»»
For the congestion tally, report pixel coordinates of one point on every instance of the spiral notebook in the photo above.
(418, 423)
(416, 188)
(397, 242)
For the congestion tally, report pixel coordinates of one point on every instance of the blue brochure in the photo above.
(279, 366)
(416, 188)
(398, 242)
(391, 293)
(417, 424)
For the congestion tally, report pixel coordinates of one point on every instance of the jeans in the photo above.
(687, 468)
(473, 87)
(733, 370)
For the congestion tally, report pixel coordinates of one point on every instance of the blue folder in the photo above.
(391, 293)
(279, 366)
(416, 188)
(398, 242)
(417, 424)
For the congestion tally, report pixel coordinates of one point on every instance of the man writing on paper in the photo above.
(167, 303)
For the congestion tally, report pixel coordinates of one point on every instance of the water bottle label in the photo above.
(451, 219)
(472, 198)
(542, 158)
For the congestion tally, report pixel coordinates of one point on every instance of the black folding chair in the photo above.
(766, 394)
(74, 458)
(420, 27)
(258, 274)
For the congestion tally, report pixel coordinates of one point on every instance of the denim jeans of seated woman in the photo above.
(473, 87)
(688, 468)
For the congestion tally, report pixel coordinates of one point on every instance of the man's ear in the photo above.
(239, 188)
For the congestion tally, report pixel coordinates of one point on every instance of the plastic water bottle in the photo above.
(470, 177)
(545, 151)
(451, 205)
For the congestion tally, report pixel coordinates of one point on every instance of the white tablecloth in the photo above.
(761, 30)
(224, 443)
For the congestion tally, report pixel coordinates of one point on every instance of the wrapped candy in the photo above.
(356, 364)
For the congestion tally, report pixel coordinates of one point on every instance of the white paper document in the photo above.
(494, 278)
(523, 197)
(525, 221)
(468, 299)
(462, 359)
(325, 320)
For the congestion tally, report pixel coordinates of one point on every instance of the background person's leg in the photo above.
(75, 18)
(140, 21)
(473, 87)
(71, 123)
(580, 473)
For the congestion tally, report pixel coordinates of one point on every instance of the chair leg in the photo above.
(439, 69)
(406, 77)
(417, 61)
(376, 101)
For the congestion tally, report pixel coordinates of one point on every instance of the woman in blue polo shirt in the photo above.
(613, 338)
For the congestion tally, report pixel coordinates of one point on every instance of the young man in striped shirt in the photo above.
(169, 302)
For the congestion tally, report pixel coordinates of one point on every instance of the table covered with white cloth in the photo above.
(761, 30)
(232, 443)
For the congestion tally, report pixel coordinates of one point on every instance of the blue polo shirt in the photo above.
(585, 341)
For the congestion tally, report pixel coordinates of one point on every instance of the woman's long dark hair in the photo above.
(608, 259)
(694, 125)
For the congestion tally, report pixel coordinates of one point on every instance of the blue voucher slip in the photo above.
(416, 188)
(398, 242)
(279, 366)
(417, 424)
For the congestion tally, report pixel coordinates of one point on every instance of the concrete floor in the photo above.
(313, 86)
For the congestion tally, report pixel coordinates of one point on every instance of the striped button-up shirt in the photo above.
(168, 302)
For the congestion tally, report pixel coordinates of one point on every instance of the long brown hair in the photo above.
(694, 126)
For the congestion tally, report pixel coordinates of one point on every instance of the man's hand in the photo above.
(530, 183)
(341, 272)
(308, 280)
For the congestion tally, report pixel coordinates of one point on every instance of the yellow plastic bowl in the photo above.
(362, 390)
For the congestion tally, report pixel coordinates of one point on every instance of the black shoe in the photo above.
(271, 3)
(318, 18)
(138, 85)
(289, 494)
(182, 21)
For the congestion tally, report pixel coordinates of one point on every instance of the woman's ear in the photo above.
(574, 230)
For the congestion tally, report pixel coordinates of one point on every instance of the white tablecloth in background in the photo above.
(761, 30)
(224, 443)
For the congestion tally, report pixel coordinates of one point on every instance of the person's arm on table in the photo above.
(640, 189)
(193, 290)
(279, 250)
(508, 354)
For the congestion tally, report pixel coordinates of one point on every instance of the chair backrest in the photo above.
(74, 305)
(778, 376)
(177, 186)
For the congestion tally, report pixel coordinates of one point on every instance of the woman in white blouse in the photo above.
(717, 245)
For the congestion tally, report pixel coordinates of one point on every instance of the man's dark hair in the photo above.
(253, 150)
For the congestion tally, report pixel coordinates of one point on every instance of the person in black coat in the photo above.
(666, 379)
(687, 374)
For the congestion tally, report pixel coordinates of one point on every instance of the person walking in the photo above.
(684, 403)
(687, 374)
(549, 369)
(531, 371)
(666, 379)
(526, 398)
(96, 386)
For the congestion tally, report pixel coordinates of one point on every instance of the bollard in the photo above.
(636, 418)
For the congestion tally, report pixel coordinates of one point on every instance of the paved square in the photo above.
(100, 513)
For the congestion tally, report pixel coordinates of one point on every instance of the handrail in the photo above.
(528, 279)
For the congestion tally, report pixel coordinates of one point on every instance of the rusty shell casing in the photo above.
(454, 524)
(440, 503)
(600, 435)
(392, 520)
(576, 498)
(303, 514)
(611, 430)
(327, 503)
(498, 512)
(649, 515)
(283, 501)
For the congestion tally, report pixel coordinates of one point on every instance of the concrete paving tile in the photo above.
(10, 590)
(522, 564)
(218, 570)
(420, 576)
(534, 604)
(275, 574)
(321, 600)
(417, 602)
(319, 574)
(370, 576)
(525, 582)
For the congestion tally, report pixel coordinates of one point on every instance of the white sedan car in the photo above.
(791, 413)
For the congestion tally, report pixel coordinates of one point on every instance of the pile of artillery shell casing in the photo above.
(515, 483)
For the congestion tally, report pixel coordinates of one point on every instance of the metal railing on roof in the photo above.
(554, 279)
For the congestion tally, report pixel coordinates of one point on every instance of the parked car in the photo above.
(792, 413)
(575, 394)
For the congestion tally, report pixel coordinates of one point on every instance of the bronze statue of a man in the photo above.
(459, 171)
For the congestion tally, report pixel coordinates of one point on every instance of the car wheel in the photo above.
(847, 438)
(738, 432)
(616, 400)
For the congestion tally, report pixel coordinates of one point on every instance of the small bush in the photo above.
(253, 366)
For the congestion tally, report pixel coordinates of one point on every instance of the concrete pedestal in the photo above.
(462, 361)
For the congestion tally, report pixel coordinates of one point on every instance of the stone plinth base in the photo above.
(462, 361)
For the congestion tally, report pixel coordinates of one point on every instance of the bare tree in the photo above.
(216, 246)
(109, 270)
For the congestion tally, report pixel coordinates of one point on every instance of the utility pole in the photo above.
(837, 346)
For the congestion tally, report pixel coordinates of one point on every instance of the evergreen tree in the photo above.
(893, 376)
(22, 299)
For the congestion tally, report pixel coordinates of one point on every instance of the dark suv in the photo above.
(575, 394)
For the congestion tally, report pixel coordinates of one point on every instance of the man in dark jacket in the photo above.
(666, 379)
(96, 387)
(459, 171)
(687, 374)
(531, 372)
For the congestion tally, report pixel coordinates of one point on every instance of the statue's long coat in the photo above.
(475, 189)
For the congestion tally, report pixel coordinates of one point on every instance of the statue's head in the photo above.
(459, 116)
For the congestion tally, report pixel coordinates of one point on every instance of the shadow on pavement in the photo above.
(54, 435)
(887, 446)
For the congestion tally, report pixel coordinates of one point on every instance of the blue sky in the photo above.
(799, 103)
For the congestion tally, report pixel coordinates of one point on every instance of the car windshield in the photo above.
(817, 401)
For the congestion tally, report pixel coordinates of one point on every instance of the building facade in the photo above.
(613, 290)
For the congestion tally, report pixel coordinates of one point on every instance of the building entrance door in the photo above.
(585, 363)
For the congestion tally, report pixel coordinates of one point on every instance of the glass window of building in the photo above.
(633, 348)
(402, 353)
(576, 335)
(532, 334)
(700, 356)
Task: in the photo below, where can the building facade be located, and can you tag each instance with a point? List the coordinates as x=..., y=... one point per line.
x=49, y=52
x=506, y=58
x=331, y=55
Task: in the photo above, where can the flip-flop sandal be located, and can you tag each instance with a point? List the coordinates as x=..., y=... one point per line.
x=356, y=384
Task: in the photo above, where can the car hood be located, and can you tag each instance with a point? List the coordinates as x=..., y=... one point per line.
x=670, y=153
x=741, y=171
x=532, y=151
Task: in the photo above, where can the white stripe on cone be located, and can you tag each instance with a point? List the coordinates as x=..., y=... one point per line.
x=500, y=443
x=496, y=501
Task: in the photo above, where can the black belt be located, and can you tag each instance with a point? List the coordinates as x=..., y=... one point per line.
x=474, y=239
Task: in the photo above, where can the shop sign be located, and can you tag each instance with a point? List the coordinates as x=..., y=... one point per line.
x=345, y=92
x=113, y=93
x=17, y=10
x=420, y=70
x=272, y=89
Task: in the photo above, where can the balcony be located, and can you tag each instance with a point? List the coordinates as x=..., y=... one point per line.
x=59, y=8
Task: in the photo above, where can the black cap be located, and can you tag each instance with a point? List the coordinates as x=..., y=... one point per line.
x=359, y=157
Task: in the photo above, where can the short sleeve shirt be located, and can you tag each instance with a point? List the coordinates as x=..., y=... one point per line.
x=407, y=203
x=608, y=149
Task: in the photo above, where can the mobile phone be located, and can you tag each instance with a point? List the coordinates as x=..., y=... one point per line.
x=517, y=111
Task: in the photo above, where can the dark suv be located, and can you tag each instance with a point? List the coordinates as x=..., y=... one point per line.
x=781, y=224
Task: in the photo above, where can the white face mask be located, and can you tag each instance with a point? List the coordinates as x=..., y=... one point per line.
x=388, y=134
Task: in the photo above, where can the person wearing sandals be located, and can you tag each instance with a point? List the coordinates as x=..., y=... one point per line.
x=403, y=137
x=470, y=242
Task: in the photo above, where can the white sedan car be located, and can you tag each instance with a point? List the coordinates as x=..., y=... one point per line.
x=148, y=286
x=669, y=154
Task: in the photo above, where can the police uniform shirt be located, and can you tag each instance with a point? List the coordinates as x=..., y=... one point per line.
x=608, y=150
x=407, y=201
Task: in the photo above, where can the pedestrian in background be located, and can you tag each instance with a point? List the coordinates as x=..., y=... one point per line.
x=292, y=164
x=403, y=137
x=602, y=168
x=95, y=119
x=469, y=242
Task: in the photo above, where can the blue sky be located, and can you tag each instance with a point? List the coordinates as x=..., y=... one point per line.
««
▸ WHAT YOU HAVE TO DO
Your answer must be an exact transcription of the lines from the one containing "Task: in the photo above, where can the police" through the last line of the records above, and nothing else.

▸ ANSWER BOX
Task: in the photo above, where can the police uniform shirt be located, and can you tag each instance with a point? List the coordinates as x=..., y=... one point per line.
x=608, y=150
x=407, y=201
Task: in the photo above, where can the pedestrian in background be located, and can you tag each instance with a point? List the coordinates as x=..., y=... one point per line.
x=292, y=164
x=403, y=137
x=602, y=168
x=95, y=119
x=469, y=242
Task: in the photo above, where can the blue sky be located, and can you tag each instance with a point? List the coordinates as x=..., y=... one point per line.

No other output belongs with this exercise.